▶ [What to work on]: Retype, word for word, the lines below from the line with "Exercise. Tag the water" to the line with "x=214, y=59", including both of those lines.

▶ [Excerpts of location labeling data]:
----------
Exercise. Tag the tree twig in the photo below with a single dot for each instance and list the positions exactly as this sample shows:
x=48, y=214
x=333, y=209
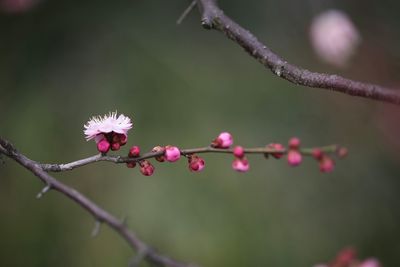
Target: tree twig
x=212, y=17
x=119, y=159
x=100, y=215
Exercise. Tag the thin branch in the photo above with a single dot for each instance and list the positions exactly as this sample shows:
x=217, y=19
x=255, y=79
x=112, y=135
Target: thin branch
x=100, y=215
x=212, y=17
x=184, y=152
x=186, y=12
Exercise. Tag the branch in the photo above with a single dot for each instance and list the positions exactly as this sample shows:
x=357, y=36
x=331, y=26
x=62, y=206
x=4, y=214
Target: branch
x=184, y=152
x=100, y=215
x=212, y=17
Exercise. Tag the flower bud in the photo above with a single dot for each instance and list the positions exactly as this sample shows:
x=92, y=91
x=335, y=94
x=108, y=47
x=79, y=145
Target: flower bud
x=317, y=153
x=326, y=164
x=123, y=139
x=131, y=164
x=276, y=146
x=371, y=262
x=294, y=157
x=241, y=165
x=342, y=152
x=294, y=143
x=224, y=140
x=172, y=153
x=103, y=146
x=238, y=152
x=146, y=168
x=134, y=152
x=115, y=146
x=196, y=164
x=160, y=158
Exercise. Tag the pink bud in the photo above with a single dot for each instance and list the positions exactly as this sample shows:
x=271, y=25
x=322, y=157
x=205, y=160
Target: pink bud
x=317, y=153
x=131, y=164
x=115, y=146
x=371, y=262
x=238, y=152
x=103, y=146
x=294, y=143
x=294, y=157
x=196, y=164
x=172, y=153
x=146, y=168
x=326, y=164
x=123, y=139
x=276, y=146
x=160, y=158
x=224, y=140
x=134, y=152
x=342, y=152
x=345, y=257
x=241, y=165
----------
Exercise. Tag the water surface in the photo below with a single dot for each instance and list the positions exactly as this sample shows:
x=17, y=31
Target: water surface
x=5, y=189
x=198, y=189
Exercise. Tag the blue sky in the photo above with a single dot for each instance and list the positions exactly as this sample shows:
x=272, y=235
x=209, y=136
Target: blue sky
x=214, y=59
----------
▶ [Exercise output]:
Exercise. Tag the water surface in the photo below with a single dot for each instance and list the positions exactly as this sample shows:
x=17, y=31
Target: water surface
x=5, y=189
x=198, y=189
Exercise. Tag the blue sky in the photo above with a single dot for each instance and list the positions exactly as this sample shows:
x=272, y=235
x=209, y=136
Target: blue sky
x=214, y=59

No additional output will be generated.